Exercise A: In the news roundup, on what date is Wyldwood Radio set to relaunch?

Provided text:
START
While this was an interfaith event, Temple of Osireion was the only organization named in the WLTX news coverage, with more than half the quotes provided coming from members.Others who were interviewed were identified simply as “attendees.”  The video segment is available to stream directly from the WLTX news site.

In other news:

  • Wyldwood Radio is set for a relaunch on Feb. 27 by original creators Herne and Lottie, after a hiatus that began last September. The internet station, which will broadcast Pagan, Gothic, and dark folk music, is supported by listener donations through PayPal and Patreon. Future plans include “live shows, band promotions, band contact, playlists and website updates, all managed by the core team of Herne and Lottie.” The founders said, “We hope to find our many listeners once again, as it was over 21,000 per month near the end of the old incarnation of Wyldwood Radio.”
  • Sable Aradia is inviting her fellow Pagan fiction authors to take over the internet. A series of writers are scheduled to post on the aforementioned Facebook event page for an hour apiece. According to Aradia, “this includes introductions, FAQs, personal info, social media and website links, and most importantly, teasers, trailers, and giveaways or contests for ongoing prizes.” Authors scheduled thus far are Jocelyn Babcock, Aradia herself, Frances Pauli, Sarah Burhman, Treeson, Brendan Myers, Shauna Aura Knight, Roxanne Rhoads, Shannon Barnsley, T.A. Moorman, Samantha Nocera, Sarah Avery, and Graeme A. Barber.
END
Data for this task:
START
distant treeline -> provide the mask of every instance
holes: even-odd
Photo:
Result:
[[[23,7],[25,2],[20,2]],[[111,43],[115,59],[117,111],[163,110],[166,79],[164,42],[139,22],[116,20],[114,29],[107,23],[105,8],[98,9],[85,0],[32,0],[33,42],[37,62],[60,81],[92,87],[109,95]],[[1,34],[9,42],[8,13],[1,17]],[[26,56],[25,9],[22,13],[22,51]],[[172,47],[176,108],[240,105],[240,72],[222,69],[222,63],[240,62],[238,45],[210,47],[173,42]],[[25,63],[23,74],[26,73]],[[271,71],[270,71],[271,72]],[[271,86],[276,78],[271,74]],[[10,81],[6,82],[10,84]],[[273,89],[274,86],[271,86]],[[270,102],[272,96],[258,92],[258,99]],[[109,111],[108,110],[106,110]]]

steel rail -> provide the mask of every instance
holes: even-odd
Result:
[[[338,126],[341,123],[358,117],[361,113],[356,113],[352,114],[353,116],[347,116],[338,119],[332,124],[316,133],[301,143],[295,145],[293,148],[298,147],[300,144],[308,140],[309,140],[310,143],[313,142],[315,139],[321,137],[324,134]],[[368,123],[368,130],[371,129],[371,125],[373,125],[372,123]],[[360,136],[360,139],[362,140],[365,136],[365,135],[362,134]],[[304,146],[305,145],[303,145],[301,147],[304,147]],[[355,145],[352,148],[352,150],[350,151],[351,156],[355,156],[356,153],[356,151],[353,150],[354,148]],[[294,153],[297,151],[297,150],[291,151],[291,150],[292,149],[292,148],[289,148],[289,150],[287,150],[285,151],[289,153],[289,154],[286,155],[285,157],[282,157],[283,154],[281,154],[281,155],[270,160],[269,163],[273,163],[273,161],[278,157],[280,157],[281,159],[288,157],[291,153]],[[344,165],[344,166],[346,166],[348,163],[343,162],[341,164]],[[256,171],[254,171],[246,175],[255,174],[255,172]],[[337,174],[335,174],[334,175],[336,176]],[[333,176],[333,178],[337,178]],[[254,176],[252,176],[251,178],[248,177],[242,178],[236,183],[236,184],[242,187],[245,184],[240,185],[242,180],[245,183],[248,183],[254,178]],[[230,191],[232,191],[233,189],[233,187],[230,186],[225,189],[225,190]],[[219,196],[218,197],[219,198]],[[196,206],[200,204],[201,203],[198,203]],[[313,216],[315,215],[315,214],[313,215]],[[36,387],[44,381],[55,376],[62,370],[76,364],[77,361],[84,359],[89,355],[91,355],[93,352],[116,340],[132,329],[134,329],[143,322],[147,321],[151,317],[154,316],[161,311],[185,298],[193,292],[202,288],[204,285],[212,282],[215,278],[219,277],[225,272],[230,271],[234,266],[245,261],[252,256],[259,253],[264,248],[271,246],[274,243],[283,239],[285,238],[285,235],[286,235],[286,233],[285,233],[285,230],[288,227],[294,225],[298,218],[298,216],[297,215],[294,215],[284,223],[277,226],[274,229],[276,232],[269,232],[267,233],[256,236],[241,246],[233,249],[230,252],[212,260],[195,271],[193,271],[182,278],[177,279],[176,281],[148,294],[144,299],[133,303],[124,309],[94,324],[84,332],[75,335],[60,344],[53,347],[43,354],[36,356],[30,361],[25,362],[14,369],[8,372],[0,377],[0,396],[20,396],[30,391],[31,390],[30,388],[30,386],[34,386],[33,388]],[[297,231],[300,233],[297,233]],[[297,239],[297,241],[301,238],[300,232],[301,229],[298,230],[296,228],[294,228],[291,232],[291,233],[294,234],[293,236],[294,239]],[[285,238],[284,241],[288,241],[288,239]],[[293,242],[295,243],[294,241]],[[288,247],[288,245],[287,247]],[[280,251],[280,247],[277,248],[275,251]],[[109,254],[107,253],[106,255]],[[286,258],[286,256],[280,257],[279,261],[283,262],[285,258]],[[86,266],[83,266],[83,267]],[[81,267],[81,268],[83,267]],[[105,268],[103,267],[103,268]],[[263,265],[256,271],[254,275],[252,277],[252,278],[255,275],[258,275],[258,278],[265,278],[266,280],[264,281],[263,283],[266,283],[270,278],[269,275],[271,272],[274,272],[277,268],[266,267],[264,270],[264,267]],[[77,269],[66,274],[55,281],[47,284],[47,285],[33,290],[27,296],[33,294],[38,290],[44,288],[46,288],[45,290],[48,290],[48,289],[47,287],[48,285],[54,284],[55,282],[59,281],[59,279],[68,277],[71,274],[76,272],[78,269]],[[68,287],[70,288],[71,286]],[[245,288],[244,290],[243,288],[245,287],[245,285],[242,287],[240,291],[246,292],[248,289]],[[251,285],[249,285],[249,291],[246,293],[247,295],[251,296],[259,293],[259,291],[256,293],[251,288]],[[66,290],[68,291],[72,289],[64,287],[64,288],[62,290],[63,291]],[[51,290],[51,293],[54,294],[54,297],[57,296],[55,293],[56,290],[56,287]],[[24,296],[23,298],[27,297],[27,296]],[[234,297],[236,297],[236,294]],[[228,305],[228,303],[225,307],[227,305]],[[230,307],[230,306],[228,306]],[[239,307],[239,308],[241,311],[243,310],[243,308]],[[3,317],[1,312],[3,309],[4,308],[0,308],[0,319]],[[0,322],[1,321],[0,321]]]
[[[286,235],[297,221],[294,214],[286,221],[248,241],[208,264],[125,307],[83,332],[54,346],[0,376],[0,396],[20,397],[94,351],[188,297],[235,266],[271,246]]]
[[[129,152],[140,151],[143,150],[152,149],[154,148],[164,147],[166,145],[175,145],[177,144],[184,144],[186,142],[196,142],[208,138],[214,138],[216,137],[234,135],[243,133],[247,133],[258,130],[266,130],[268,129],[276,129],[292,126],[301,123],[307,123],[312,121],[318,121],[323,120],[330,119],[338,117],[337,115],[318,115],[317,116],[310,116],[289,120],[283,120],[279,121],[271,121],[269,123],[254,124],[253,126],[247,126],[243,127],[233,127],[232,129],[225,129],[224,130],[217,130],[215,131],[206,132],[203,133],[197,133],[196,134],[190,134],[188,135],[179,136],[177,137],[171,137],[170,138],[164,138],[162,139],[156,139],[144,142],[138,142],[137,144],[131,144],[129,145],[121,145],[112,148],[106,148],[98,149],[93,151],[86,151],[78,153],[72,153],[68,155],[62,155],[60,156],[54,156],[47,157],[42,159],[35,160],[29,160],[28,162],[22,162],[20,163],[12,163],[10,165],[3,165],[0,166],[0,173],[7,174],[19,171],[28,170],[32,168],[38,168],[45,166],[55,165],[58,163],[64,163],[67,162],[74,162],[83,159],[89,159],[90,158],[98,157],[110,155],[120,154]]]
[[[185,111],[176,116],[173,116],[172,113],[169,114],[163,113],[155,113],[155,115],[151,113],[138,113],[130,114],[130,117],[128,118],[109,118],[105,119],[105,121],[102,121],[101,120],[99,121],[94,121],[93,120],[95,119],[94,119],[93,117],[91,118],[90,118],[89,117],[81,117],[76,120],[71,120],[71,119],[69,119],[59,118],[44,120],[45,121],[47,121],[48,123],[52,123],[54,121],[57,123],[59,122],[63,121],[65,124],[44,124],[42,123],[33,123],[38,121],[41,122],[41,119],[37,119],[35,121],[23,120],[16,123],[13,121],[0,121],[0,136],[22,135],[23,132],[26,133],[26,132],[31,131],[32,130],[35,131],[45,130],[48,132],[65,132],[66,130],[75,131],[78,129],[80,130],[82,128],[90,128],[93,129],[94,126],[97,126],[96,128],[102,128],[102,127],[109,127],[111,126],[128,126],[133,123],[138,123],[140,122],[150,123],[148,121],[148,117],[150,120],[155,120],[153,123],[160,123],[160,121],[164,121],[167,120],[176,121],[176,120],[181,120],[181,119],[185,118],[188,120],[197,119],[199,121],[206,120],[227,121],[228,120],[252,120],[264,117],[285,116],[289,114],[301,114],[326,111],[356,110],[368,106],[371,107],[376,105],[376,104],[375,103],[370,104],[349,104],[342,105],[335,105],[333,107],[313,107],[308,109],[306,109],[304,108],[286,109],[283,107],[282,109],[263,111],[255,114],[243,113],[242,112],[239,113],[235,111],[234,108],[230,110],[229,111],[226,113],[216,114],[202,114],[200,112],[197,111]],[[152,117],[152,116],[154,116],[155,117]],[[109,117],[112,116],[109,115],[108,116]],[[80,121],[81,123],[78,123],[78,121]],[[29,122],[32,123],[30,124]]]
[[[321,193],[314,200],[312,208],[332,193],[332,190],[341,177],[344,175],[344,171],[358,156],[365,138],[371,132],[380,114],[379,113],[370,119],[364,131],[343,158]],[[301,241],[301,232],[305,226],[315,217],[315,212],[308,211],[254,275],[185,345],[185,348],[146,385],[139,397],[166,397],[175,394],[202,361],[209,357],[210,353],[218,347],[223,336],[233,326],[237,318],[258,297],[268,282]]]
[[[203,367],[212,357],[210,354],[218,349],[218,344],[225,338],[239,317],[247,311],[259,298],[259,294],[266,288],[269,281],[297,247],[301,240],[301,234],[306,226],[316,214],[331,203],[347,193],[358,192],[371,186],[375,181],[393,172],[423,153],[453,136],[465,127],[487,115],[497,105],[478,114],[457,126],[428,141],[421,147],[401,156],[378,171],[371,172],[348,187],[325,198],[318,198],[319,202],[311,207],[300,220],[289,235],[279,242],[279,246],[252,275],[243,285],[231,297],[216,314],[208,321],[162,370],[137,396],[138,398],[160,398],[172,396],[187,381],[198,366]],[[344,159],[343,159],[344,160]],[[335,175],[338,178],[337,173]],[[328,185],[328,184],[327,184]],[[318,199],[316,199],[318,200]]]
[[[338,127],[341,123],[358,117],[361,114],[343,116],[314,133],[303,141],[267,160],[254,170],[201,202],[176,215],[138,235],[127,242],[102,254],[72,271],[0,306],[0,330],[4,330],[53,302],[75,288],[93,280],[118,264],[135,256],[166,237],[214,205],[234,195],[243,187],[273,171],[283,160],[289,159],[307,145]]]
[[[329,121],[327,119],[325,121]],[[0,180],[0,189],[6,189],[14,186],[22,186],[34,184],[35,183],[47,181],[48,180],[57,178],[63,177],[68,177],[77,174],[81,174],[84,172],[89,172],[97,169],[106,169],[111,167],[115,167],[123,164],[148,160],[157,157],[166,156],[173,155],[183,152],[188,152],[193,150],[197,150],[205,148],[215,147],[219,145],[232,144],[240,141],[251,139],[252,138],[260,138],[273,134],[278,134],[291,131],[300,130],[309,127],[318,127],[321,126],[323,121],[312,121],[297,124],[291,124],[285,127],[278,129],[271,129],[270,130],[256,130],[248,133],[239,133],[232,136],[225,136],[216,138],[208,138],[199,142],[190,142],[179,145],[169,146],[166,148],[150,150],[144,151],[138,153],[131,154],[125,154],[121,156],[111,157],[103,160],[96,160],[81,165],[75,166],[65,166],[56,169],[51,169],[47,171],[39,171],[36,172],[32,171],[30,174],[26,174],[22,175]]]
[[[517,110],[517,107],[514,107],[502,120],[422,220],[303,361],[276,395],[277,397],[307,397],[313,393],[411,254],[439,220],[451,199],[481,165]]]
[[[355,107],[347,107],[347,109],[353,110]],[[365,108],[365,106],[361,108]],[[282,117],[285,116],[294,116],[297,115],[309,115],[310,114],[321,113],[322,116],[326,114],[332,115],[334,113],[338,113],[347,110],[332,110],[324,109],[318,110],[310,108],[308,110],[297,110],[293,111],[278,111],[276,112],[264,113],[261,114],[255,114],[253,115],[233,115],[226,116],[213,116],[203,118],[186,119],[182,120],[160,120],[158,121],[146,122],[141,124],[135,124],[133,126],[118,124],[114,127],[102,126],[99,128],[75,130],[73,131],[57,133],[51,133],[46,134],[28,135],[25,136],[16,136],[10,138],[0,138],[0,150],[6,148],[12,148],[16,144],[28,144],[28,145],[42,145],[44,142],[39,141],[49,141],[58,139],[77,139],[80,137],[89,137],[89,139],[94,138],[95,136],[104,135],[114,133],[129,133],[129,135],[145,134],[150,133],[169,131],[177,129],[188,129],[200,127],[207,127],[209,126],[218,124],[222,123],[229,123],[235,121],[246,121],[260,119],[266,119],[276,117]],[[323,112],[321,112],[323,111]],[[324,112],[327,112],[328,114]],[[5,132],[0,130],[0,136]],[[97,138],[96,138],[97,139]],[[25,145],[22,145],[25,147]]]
END
START
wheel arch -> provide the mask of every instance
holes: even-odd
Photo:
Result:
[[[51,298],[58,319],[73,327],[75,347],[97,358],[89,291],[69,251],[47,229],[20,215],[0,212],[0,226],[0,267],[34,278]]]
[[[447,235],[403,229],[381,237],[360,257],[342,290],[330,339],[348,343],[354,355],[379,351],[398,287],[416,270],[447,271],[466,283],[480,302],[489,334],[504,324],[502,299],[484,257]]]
END
Exercise B: Count the lines of the records that contain the string "instance", treating case as significant, and give only the number.

Complete response A: Feb. 27

Complete response B: 3